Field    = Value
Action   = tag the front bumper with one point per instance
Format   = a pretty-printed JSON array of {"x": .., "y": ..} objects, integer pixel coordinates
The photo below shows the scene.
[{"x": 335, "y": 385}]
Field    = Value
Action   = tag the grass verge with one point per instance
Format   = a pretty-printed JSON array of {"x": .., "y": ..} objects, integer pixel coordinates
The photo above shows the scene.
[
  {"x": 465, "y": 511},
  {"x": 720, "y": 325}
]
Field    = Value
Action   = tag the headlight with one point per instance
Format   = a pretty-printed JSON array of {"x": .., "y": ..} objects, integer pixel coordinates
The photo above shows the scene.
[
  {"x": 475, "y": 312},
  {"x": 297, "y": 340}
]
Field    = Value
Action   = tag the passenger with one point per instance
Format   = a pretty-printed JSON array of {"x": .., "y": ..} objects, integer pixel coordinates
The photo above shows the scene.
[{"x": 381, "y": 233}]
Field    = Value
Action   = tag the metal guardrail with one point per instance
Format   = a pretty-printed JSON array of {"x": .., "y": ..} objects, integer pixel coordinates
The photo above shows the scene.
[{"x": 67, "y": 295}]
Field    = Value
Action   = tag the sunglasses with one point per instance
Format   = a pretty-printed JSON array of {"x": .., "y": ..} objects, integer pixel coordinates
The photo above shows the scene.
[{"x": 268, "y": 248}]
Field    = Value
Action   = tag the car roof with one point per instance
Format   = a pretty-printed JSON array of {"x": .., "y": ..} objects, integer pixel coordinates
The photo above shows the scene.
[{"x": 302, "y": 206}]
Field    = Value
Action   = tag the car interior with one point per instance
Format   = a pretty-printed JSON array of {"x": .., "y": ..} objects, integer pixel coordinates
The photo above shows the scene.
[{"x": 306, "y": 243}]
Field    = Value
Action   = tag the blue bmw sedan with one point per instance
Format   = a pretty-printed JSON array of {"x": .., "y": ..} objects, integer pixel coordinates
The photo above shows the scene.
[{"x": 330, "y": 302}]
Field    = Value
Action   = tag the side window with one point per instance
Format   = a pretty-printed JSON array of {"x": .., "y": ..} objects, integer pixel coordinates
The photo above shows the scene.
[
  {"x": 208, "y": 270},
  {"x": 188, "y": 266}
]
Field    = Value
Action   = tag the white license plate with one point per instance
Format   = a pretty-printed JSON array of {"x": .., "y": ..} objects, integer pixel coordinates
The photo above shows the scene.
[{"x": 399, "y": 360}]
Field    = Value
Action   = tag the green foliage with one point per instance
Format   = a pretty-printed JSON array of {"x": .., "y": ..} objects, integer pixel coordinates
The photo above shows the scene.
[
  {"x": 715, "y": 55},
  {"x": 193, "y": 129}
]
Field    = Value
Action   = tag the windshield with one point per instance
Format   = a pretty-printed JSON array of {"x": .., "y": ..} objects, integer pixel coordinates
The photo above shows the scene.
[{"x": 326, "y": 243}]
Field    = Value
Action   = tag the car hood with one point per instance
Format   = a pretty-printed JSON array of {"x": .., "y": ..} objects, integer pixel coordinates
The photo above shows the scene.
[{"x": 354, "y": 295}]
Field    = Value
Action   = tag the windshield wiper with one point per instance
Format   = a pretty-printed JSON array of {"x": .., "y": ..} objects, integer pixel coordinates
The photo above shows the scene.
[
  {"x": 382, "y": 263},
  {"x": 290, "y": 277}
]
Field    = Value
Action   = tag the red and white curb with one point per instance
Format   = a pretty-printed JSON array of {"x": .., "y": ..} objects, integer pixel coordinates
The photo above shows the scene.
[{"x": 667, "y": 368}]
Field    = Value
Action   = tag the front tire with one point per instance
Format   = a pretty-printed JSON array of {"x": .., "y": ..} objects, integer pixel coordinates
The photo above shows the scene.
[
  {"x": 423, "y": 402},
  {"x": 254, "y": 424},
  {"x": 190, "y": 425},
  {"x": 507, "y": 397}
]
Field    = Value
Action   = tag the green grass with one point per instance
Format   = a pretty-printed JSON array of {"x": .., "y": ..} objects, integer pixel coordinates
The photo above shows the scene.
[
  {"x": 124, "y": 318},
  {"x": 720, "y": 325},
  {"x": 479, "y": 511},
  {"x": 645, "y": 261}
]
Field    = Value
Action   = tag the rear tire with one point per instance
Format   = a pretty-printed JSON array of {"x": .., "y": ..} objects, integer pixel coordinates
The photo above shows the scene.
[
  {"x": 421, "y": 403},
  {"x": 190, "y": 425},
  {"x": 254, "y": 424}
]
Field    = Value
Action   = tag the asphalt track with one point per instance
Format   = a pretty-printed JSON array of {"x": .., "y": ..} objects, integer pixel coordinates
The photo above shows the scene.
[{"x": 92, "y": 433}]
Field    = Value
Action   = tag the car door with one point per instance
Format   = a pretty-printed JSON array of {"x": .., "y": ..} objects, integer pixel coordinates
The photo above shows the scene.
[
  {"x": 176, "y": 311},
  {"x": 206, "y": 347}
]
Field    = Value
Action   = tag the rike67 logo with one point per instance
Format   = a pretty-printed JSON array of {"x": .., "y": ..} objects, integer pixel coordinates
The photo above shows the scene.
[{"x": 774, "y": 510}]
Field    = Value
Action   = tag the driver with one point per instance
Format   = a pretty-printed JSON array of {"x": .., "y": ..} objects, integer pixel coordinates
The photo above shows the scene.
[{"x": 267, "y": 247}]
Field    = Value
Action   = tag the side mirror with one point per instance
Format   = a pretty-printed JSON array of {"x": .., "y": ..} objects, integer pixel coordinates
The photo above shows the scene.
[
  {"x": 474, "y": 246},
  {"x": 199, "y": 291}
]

* * *

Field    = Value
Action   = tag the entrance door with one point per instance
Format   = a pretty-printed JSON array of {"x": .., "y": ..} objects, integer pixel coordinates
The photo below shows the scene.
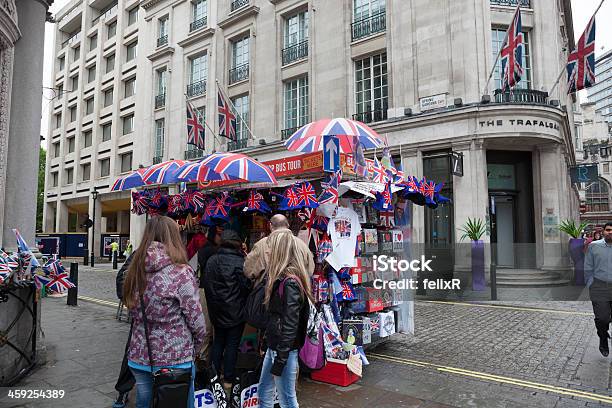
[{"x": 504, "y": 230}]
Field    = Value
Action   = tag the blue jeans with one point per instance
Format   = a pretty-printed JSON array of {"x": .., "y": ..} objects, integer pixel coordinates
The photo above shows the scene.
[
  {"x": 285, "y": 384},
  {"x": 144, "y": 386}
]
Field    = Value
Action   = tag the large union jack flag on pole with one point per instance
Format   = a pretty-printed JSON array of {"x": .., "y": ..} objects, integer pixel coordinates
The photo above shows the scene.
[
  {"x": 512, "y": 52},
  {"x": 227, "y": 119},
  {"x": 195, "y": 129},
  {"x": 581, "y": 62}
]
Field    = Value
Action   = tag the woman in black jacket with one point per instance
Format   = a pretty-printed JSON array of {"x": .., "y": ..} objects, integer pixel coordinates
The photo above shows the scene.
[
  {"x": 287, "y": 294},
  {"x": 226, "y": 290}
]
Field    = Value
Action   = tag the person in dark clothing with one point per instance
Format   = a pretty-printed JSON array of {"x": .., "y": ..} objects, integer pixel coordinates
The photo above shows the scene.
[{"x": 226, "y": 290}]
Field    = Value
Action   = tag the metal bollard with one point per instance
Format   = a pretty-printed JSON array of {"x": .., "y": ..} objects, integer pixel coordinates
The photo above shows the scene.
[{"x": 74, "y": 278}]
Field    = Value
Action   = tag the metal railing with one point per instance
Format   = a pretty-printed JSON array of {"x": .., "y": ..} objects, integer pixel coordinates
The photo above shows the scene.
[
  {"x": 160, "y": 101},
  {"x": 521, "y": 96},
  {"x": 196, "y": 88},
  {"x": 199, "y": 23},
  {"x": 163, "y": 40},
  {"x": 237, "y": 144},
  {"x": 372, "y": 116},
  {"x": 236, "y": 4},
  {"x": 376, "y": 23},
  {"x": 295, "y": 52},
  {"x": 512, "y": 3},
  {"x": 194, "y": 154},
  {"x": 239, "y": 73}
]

### Exercise brief
Find every line above that contains the string "blue" and copy each one in full. The match is case-sensitive.

### Finished answer
Action   = tag the blue bmw sedan with one point per instance
Action   = tag the blue jeans with one point per instance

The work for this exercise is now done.